Point-per-instance localization data:
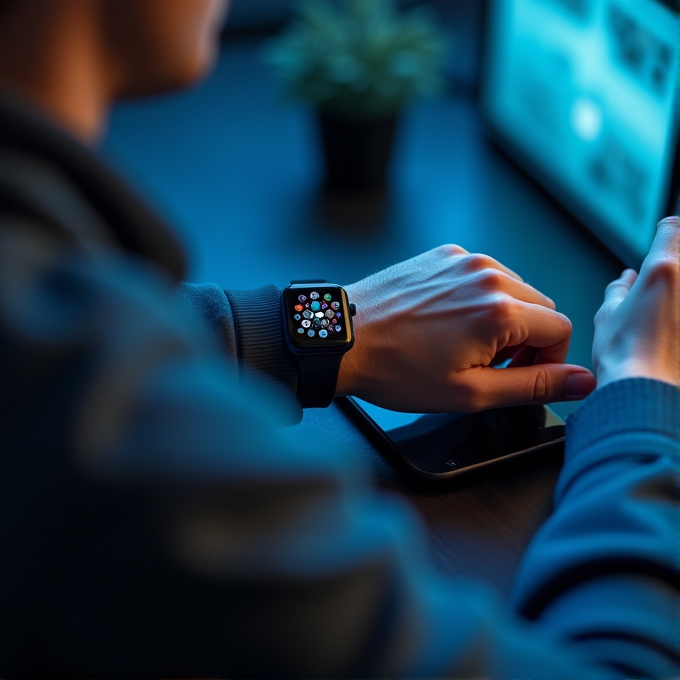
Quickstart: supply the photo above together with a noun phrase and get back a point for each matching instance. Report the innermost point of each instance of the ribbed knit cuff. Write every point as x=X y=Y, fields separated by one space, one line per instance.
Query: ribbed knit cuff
x=631 y=405
x=632 y=417
x=259 y=335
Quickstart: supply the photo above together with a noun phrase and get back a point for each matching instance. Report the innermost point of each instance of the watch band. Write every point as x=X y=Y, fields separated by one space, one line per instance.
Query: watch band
x=317 y=379
x=318 y=372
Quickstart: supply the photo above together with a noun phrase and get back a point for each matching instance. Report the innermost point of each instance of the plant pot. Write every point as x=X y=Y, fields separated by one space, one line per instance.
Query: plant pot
x=357 y=151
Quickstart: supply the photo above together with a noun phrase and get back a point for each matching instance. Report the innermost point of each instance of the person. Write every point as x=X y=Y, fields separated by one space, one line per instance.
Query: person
x=156 y=518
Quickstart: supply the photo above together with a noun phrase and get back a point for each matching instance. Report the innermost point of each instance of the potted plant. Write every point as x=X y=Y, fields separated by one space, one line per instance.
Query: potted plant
x=359 y=63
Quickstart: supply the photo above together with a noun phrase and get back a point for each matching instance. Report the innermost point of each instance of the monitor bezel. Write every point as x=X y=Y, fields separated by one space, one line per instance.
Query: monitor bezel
x=549 y=181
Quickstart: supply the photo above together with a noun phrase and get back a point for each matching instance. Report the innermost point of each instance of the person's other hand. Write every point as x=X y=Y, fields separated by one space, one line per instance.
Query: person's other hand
x=429 y=331
x=637 y=329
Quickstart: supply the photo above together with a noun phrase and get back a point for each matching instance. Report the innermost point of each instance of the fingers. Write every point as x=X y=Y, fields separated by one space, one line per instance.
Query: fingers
x=667 y=240
x=541 y=384
x=526 y=293
x=618 y=289
x=539 y=328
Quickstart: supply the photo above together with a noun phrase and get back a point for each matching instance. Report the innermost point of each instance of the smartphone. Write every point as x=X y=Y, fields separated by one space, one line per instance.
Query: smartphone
x=446 y=446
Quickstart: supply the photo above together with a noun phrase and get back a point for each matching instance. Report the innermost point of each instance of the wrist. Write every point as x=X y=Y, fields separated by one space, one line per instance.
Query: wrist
x=352 y=368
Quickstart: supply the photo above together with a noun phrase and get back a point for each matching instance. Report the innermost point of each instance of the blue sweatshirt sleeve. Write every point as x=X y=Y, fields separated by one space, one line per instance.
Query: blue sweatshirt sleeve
x=603 y=572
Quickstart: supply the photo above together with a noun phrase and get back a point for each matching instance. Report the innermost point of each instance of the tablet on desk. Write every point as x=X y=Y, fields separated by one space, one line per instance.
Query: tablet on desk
x=583 y=94
x=441 y=447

* _REQUIRED WORK_:
Exclude the pictures and give back the rest of the data above exactly as written.

* _RESULT FOR THIS TASK_:
Quickstart: supply the photo above together with a noun phrase and get back a point for each matching instance. Report the innermost point of each instance of the ribbed knit cuff. Write every point as x=X y=Y, fields separated by one space, one line per instance.
Query: ribbed knit cuff
x=631 y=405
x=632 y=417
x=259 y=335
Quickstart: supply the photo above together with a noun phrase and get back a point for each matching instance. Report the innermost point of each instance of the watch band. Write every point as x=X y=Y, fields separated by one space, one line per instance.
Query: watch band
x=317 y=379
x=318 y=372
Quickstart: supply the photo above together with a noun phrase and get back a point for each matching instance. Report the innermost point of each instance of the plant pot. Write every point as x=X y=Y, fields separated by one space, one line per instance.
Query: plant pot
x=357 y=151
Quickstart: supply the photo above together with a noun phrase and get back a point for each matching instance. Report the innermost point of each instance of the person. Write every point as x=X y=Y, fields separated by one space, one line per instance.
Query: person
x=156 y=518
Quickstart: supply the photo above together with a noun phrase and get back a point for each matching instance. Report the innermost point of each instance of the potted plant. Write every point as x=X y=Y, fields separated by one space, one line per instance.
Query: potted plant
x=359 y=63
Quickstart: supply the photo above together with a noun phrase and get back a point for each matching instance. Report the innermost point of each instance of the monitor bezel. Write every point as x=X y=Y, fields separated by one space, one line per instance.
Query: monitor bezel
x=549 y=181
Quickstart: supply the photo above together with a noun phrase and get back a point for each matching instance. Report the innermost point of each instance of the person's other hand. Write every point as x=X y=Y, fields separated by one space, one line per instance.
Query: person's other hand
x=429 y=331
x=637 y=329
Quickstart: supply the photo above together with a noun phrase and get back a point for each matching instance. Report the innermost point of each instance of the fingers. Write every point as x=X y=Y, fields separated by one space, one line per instance.
Query: fingers
x=667 y=240
x=541 y=384
x=526 y=293
x=618 y=289
x=539 y=328
Quickstart: supply the photo above together with a noun phrase and get back a point for each matching instance. Report the innermost point of each instance of the smartphone. Write every point as x=X y=Y, fields separated by one space, one line per instance.
Query: smartphone
x=446 y=446
Quickstart: supply the photo above together with a noun phrase and get back a point for each matching instance. Report the innermost point of each instance of the wrist. Write every point as x=X y=Y, fields separated by one space, one line per instance.
Query: wrist
x=352 y=368
Quickstart: supply the photo above together with a noun phrase and get back a point for each matching instance. Report the innermost point of each instance of the blue sweatshirt sleeve. Write every point as x=X y=Y, fields separated by one space, one line per instance.
Query: blue sweatshirt sleeve
x=603 y=572
Quickstart: supply the photo above together with a noun phrase and get back a point for each matching instance. Report the innermost point of each instance of the tablet on desk. Write every point as x=X y=Y, fields separated by one space, one line per instance.
Query: tablet on desk
x=583 y=94
x=441 y=447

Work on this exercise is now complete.